[Position identification records]

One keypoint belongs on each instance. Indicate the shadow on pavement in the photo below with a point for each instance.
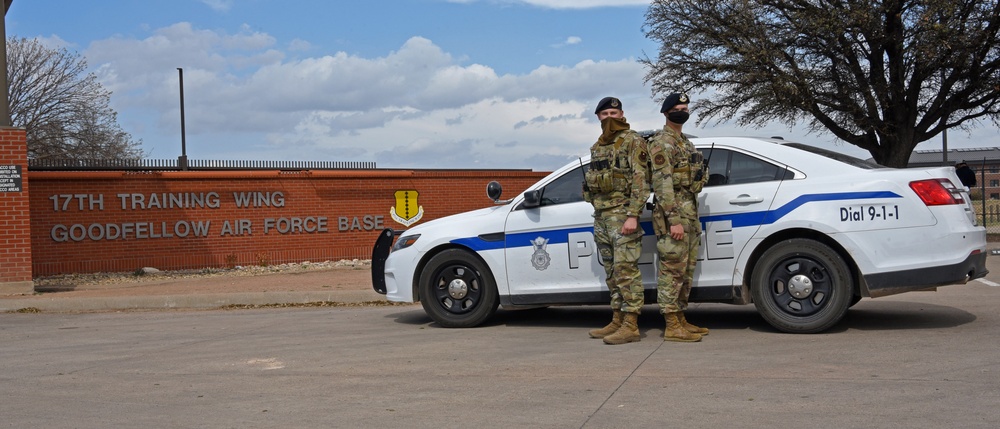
(867, 315)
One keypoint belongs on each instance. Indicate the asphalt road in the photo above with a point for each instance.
(917, 360)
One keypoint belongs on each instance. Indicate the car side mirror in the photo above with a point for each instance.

**Short problem**
Can you copy all of the material above word for word, leaving out the pictures?

**Exercise answer**
One keypoint belongs on each instance. Indicate the shadow on pavement in the photo below with a point for each instance.
(867, 315)
One keypoint belongs on each instance. Indicate the asphalt road in the photo above with a point for each instance.
(917, 360)
One keypoint belongs on each instance. Indicate the car side mirror in the photo above with a point for each instance.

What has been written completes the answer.